=== Given instruction ===
Retype, without any change, the lines in the items below, starting at the line containing "Tag the red soviet" and ending with the line containing "<point>144,185</point>", including both.

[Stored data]
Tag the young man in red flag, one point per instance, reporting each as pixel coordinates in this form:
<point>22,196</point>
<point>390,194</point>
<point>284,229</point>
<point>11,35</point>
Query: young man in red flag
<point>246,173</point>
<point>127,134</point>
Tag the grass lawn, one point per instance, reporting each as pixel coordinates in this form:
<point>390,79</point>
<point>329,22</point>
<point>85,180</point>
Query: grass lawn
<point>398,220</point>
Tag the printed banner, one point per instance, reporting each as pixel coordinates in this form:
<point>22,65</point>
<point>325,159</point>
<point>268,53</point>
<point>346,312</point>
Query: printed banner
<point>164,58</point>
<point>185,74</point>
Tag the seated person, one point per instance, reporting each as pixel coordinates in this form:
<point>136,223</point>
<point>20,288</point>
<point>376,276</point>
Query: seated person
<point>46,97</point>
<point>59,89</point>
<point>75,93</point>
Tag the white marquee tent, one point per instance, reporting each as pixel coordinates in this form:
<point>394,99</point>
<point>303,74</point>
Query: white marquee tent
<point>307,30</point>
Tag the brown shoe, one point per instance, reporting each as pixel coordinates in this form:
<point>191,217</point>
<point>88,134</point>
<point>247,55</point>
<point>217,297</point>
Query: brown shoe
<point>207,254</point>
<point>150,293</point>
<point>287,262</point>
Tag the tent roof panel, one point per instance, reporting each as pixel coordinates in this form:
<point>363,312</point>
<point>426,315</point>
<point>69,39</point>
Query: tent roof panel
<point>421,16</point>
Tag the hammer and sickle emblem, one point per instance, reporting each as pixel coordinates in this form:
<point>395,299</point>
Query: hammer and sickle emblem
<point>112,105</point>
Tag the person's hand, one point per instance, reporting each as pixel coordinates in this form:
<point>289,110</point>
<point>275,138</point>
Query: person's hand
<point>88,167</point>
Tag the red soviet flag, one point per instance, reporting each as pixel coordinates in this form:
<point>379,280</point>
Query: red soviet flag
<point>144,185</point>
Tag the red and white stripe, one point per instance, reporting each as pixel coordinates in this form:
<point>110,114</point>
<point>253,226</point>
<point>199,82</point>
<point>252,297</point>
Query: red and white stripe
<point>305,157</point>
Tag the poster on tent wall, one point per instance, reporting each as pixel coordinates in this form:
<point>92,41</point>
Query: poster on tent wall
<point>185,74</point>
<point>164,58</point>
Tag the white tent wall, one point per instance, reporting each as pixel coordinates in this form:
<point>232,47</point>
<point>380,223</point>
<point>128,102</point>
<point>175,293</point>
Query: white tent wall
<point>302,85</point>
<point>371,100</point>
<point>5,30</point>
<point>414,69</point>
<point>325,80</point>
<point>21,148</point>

=== Correct output ===
Tag the red soviet flag, one point per instance, reporting each as pixel coordinates in this form:
<point>379,280</point>
Query: red soviet flag
<point>144,185</point>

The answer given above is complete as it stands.